Region labeling records:
┄┄┄┄┄┄

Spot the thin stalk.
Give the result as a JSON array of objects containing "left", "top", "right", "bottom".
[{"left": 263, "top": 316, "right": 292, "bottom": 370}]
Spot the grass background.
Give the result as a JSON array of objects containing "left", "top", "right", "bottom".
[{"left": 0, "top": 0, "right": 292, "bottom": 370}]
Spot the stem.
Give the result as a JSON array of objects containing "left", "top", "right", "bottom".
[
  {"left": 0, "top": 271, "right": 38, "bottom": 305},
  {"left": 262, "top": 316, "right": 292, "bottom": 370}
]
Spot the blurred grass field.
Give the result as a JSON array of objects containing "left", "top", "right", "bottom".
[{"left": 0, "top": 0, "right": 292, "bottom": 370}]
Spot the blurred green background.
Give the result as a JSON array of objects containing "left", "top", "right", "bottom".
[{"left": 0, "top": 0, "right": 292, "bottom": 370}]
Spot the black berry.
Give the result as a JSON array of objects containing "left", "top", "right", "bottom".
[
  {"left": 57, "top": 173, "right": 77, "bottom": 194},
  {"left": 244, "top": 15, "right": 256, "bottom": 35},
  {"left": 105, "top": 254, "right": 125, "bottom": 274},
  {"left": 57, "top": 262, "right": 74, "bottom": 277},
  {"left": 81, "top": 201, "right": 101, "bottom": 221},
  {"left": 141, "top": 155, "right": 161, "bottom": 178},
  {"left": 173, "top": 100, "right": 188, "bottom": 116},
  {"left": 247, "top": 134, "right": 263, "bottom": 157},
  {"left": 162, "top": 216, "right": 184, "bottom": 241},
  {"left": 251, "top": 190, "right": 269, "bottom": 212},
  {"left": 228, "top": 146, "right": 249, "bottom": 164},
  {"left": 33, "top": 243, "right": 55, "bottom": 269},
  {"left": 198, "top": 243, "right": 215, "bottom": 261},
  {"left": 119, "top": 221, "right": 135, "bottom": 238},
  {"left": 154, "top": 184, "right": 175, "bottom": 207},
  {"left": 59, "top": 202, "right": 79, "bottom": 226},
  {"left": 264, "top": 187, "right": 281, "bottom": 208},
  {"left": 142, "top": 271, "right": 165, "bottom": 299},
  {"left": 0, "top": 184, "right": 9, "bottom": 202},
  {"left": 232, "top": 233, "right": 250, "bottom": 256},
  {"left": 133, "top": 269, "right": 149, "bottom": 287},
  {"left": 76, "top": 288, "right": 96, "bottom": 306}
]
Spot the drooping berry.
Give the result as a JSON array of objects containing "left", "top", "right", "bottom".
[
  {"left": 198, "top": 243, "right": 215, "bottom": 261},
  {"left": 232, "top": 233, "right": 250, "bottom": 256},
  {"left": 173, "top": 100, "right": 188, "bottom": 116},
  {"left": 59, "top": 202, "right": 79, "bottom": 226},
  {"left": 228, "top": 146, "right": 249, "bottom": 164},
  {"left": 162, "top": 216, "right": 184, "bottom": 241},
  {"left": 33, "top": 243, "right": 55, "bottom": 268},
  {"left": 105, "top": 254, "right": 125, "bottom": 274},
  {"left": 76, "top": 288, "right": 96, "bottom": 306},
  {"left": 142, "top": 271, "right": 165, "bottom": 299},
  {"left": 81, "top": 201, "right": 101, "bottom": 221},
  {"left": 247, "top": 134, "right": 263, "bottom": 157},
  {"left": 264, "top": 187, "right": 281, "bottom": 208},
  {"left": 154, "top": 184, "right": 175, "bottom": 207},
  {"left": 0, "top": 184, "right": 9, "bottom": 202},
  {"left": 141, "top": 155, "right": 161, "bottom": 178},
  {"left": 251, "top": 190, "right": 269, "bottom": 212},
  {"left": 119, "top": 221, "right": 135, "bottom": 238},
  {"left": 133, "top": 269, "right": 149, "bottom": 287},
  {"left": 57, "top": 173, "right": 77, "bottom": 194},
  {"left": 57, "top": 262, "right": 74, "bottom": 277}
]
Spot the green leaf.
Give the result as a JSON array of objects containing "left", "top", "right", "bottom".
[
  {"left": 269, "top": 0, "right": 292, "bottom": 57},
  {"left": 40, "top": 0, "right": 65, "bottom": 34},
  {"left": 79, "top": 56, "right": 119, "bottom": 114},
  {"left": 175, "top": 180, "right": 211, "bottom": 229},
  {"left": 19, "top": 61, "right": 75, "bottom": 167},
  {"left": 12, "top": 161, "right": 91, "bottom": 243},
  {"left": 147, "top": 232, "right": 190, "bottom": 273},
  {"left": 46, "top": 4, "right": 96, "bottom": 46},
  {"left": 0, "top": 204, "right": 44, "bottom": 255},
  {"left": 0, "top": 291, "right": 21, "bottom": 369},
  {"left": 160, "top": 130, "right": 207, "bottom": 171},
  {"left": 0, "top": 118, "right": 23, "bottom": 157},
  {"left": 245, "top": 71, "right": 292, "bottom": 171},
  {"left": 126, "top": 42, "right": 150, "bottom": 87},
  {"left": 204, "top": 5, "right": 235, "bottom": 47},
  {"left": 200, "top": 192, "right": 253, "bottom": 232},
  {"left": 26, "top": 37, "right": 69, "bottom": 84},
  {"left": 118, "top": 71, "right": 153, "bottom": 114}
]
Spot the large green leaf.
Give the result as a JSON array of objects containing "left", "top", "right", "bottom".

┄┄┄┄┄┄

**Direction**
Copy out all of the records shown above exactly.

**Expected answer**
Spot the thin stalk.
Give the result as a JSON array of objects containing "left", "top", "right", "bottom".
[{"left": 263, "top": 316, "right": 292, "bottom": 370}]
Spot the grass background.
Give the result as a JSON array of objects containing "left", "top", "right", "bottom".
[{"left": 0, "top": 0, "right": 292, "bottom": 370}]
Spot the stem.
Give the result as a JSON array of objects containing "left", "top", "right", "bottom".
[
  {"left": 0, "top": 271, "right": 38, "bottom": 305},
  {"left": 262, "top": 316, "right": 292, "bottom": 370}
]
Spot the blurred grass field.
Give the result as a JSON array of objects containing "left", "top", "right", "bottom".
[{"left": 0, "top": 0, "right": 292, "bottom": 370}]
Spot the blurred green background.
Give the result as a JSON array of objects containing "left", "top", "right", "bottom".
[{"left": 0, "top": 0, "right": 292, "bottom": 370}]
Spot the black berry.
Give the result as a JSON array of objects containing "left", "top", "right", "bottom".
[
  {"left": 57, "top": 173, "right": 77, "bottom": 194},
  {"left": 244, "top": 15, "right": 256, "bottom": 35},
  {"left": 105, "top": 254, "right": 125, "bottom": 274},
  {"left": 57, "top": 262, "right": 74, "bottom": 277},
  {"left": 81, "top": 201, "right": 101, "bottom": 221},
  {"left": 141, "top": 155, "right": 161, "bottom": 178},
  {"left": 173, "top": 100, "right": 188, "bottom": 116},
  {"left": 247, "top": 134, "right": 263, "bottom": 157},
  {"left": 162, "top": 216, "right": 184, "bottom": 241},
  {"left": 251, "top": 190, "right": 269, "bottom": 212},
  {"left": 228, "top": 146, "right": 249, "bottom": 164},
  {"left": 33, "top": 243, "right": 55, "bottom": 269},
  {"left": 198, "top": 243, "right": 215, "bottom": 261},
  {"left": 119, "top": 221, "right": 135, "bottom": 238},
  {"left": 154, "top": 184, "right": 175, "bottom": 207},
  {"left": 59, "top": 202, "right": 79, "bottom": 226},
  {"left": 264, "top": 187, "right": 281, "bottom": 208},
  {"left": 142, "top": 271, "right": 165, "bottom": 299},
  {"left": 0, "top": 184, "right": 9, "bottom": 202},
  {"left": 232, "top": 233, "right": 250, "bottom": 256},
  {"left": 133, "top": 269, "right": 149, "bottom": 287},
  {"left": 76, "top": 288, "right": 96, "bottom": 306}
]
Spot the drooping berry.
Give the result as a JSON array of objects containing "left", "top", "right", "bottom".
[
  {"left": 198, "top": 243, "right": 215, "bottom": 261},
  {"left": 232, "top": 233, "right": 250, "bottom": 256},
  {"left": 173, "top": 100, "right": 188, "bottom": 116},
  {"left": 59, "top": 202, "right": 79, "bottom": 226},
  {"left": 228, "top": 146, "right": 249, "bottom": 164},
  {"left": 162, "top": 216, "right": 184, "bottom": 241},
  {"left": 33, "top": 243, "right": 55, "bottom": 268},
  {"left": 105, "top": 254, "right": 125, "bottom": 274},
  {"left": 76, "top": 288, "right": 96, "bottom": 306},
  {"left": 142, "top": 271, "right": 165, "bottom": 299},
  {"left": 81, "top": 201, "right": 101, "bottom": 221},
  {"left": 247, "top": 134, "right": 263, "bottom": 157},
  {"left": 264, "top": 187, "right": 281, "bottom": 208},
  {"left": 154, "top": 184, "right": 175, "bottom": 207},
  {"left": 0, "top": 184, "right": 9, "bottom": 202},
  {"left": 141, "top": 155, "right": 161, "bottom": 178},
  {"left": 251, "top": 190, "right": 269, "bottom": 212},
  {"left": 119, "top": 221, "right": 135, "bottom": 238},
  {"left": 133, "top": 269, "right": 149, "bottom": 287},
  {"left": 57, "top": 173, "right": 77, "bottom": 194},
  {"left": 57, "top": 262, "right": 74, "bottom": 277}
]
Spot the green leaf.
Give the result as a JSON array of objects containing "left", "top", "right", "bottom".
[
  {"left": 269, "top": 0, "right": 292, "bottom": 57},
  {"left": 40, "top": 0, "right": 65, "bottom": 34},
  {"left": 79, "top": 56, "right": 119, "bottom": 114},
  {"left": 175, "top": 180, "right": 211, "bottom": 229},
  {"left": 19, "top": 61, "right": 75, "bottom": 167},
  {"left": 12, "top": 161, "right": 91, "bottom": 243},
  {"left": 147, "top": 232, "right": 190, "bottom": 273},
  {"left": 46, "top": 4, "right": 96, "bottom": 46},
  {"left": 0, "top": 204, "right": 44, "bottom": 255},
  {"left": 0, "top": 291, "right": 21, "bottom": 369},
  {"left": 160, "top": 130, "right": 207, "bottom": 171},
  {"left": 0, "top": 118, "right": 23, "bottom": 157},
  {"left": 245, "top": 71, "right": 292, "bottom": 171},
  {"left": 126, "top": 42, "right": 150, "bottom": 87},
  {"left": 204, "top": 5, "right": 235, "bottom": 47},
  {"left": 200, "top": 192, "right": 253, "bottom": 232},
  {"left": 26, "top": 37, "right": 69, "bottom": 84},
  {"left": 118, "top": 71, "right": 153, "bottom": 114}
]
Spot the large green leaf.
Give the result as a JSON array of objects containing "left", "top", "right", "bottom".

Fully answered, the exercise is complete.